§ **EXCERTO FORNECIDO**
=====

Vidas (2)
Quis o destino que o ministrante número dois da coligação governativa que é o governante número um do seu partido coligado fosse posto perante a contingência de ter um debate pré-eleitoral com a figura número dois de um partido furta-cores que integra uma coligação de oposição, onde será a número dois.
Não desarmou e disse-se «encantado» com a oportunidade, tendo voluntariosa e briosamente afivelado uma feição prazenteira. O episódio não o abespinha, jura.
Duas ou três perguntas depois, o segundo ministrante, não se contém e dispara:
- Em nenhum país comunista haveria um debate com os adversários políticos, porque, se houvesse, era o último. Como sabem, ou lhes cortavam a cabeça ou os prendiam. Em democracia trocamos ideias naturalmente, civilizadamente.
Amino, comentador de tevê que seguia, em direto, aquela conversa considerou que o segundo ministrante não tinha afivelado bem a máscara, que tivera um deslize indesculpável, enfim, fica mal numa pessoa de trato afável e diplomático semelhante espalhanço.
Almerinda, rapariga nova, mas pouco dada a leituras e que não fazia a mínima ideia de que seria um país comunista e até duvidada da existência deles, fica estarrecida com a tirada. Logo ali, no café mais próximo de casa, confessa, a quem se dispôs a ouvi-la que, das três uma: primeira, o homem sofre de ginofobia, ou tem xinidamina; segunda, o senhor deve estar mal informado, nunca houve eleições com degola, quando muito uma só vez sem exemplo; terceira, o homenzinho tinha mau perder.
Antero, um cidadão devotado, teve de recorrer às urgências psiquiátricas do hospital mais próximo, a uns bons70 km da sua casa, onde permaneceu do nascer ao pôr-do-Sol, acometido de medo fulminante. Sempre soubera de fonte segura que aquela malta que gosta dos países comunistas dava injeções atrás da orelha aos velhotes e que comia criancinhas ao pequeno-almoço; nunca lhe tinham contado (era já entradote) essa manigância nos debates pré-eleitorais, coisa monstruosa. Passou-se.
No dia seguinte, Amino comentou outra vez: que o senhor ministrante número dois até tinha alguma razão do seu lado; nas democracias, guarda-se o melhor para os mais dotados. Ainda teve a oportunidade de acrescentar que, sob pena de termos um simulacro de debate, quem deveria lá estar do lado oposto da mesa, seria o senhor que é o número um daquela coligação oposicionista, porque o segundo ministrante é o número um de um dos dois partidos que estão na coligação do poder. Falou e disse.
No dia seguinte, Almerinda estranhou que ninguém tivesse vindo a terreiro a desancar no segundo ministrante, o que confirmava a sua ideia que nunca tinha existido países comunistas. Portanto, quanto a essa conversa de se cortar cabeças por causa de debates pré-eleitorais era mesmo tanga, para engodar tansos.

=====

Dados de indicação de regiões
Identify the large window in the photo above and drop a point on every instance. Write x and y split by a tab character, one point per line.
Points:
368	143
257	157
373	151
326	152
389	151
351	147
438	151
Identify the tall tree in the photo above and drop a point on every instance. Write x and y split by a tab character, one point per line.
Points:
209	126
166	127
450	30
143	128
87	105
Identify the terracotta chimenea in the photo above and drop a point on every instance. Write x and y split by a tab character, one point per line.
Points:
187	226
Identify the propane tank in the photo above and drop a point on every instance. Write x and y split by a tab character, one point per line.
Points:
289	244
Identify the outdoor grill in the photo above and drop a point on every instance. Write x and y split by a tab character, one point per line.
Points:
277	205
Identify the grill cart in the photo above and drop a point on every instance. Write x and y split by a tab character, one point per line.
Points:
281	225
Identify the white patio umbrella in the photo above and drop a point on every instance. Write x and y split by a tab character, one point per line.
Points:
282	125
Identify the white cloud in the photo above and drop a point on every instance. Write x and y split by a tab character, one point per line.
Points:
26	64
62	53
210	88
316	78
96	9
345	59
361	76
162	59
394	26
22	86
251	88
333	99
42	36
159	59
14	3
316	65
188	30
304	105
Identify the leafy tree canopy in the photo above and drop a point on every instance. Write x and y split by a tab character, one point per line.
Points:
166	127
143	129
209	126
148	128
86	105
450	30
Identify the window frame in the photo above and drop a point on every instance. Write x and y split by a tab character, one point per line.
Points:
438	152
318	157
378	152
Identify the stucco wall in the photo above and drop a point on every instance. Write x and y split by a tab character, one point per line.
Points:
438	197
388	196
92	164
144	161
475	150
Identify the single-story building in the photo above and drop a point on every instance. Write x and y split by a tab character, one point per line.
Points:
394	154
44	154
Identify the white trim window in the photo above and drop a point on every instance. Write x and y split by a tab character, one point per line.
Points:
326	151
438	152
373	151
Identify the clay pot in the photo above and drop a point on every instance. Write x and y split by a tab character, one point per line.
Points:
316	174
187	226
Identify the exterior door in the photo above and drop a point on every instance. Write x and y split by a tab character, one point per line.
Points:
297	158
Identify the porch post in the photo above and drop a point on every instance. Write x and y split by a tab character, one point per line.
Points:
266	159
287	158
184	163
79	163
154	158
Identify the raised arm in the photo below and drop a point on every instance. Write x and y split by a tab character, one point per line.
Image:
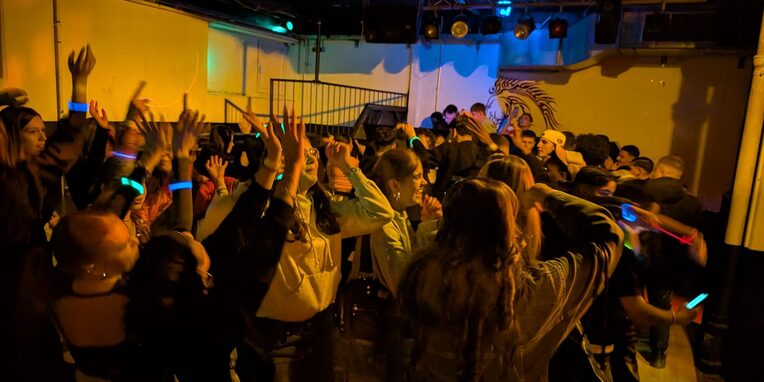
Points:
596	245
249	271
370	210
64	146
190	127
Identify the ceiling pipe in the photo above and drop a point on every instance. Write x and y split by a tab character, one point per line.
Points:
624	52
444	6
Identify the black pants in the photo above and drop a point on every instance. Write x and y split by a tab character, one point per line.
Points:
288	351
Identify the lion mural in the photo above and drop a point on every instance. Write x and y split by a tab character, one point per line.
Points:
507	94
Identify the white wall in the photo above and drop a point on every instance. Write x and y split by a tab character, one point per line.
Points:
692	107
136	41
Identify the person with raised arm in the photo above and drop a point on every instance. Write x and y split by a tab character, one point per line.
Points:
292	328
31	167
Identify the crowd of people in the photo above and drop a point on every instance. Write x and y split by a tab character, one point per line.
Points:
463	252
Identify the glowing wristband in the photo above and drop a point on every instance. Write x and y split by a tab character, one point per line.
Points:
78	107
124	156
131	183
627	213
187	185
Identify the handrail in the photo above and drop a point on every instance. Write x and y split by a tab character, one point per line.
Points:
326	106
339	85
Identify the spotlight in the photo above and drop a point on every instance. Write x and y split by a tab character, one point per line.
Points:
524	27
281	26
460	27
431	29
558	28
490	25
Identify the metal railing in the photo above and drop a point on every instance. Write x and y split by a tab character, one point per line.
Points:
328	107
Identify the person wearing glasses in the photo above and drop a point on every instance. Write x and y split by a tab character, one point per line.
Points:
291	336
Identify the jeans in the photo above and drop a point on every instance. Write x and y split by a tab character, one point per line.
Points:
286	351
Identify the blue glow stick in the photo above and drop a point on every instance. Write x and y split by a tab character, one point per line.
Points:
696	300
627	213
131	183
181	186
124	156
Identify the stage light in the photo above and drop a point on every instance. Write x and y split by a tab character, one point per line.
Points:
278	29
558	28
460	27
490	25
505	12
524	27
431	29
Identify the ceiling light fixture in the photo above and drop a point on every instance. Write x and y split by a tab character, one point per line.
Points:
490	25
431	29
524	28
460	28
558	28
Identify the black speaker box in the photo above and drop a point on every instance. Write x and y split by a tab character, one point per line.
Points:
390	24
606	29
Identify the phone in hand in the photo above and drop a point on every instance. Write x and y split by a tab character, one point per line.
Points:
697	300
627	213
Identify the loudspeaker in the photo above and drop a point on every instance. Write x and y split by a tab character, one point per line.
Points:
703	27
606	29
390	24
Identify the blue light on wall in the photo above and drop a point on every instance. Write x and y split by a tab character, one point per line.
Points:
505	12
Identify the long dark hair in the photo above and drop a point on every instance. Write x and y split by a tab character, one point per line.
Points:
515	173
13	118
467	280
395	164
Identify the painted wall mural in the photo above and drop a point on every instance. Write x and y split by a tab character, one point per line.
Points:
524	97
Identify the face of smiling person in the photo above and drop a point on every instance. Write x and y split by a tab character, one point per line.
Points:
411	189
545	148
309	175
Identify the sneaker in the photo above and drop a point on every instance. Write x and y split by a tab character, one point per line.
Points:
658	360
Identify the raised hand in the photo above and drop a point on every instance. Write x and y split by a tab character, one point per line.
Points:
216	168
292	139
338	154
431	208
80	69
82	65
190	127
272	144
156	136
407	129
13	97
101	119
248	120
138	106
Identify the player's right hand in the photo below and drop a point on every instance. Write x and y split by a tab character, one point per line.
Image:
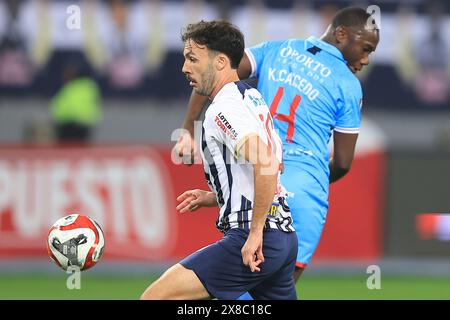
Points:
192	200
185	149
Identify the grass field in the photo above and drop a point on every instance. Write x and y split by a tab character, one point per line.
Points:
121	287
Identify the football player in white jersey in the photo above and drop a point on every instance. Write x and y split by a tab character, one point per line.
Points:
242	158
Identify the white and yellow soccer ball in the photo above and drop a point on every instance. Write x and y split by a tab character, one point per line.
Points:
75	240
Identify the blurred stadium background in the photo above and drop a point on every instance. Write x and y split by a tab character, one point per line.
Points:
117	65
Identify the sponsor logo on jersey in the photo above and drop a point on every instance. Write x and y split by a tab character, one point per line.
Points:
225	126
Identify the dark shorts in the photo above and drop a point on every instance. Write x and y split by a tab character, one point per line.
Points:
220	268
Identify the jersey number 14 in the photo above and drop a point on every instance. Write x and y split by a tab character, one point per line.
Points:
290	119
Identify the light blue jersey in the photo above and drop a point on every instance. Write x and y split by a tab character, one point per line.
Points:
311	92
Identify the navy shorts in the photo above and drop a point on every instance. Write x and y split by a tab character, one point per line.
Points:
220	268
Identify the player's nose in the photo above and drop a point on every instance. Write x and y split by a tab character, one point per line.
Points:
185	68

=====

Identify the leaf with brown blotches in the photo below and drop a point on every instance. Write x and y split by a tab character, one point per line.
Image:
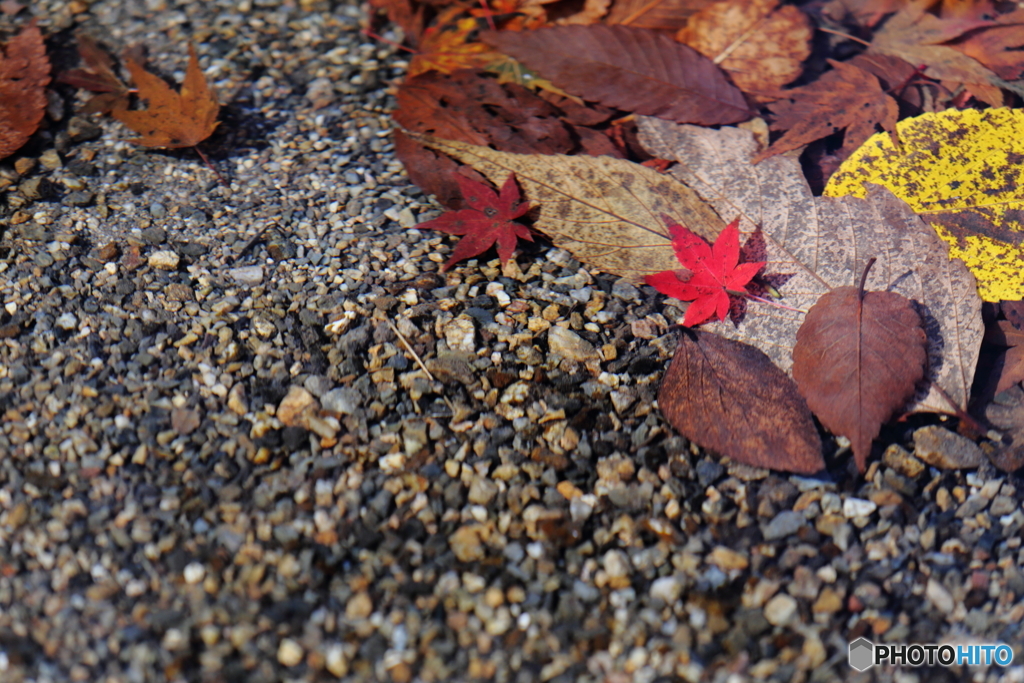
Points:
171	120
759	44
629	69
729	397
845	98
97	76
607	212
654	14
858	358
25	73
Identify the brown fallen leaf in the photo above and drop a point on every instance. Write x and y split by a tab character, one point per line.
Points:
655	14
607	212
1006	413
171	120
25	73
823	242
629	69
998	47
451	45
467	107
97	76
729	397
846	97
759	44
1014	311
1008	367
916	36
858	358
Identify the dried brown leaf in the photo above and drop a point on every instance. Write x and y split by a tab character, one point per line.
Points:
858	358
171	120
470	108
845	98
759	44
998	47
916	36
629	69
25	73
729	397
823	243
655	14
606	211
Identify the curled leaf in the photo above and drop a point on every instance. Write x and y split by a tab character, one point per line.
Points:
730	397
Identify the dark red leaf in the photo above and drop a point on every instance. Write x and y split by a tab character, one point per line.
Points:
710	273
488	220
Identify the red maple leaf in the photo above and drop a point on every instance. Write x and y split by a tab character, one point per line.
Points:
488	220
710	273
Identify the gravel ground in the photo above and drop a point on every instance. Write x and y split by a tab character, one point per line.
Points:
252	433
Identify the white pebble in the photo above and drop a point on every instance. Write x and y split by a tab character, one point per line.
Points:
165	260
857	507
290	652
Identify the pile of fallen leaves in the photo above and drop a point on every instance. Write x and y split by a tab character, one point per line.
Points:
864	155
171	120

=====

§ **TAREFA A**
De acordo com o excerto, qual é o nome do comentador de televisão que acompanhou o debate em direto?
§ **TAREFA B**
Indique todas as personagens que o excerto refere pelo nome próprio.
§ **TAREFA C**
Transcreva do excerto o trecho que começa com as palavras «No dia seguinte, Amino» e termina com «Falou e disse.».

§ **RESULTADO DO EXERCÍCIO A**
Amino.

§ **RESULTADO DO EXERCÍCIO B**
Amino, Almerinda e Antero.

§ **RESULTADO DO EXERCÍCIO C**
No dia seguinte, Amino comentou outra vez: que o senhor ministrante número dois até tinha alguma razão do seu lado; nas democracias, guarda-se o melhor para os mais dotados. Ainda teve a oportunidade de acrescentar que, sob pena de termos um simulacro de debate, quem deveria lá estar do lado oposto da mesa, seria o senhor que é o número um daquela coligação oposicionista, porque o segundo ministrante é o número um de um dos dois partidos que estão na coligação do poder. Falou e disse.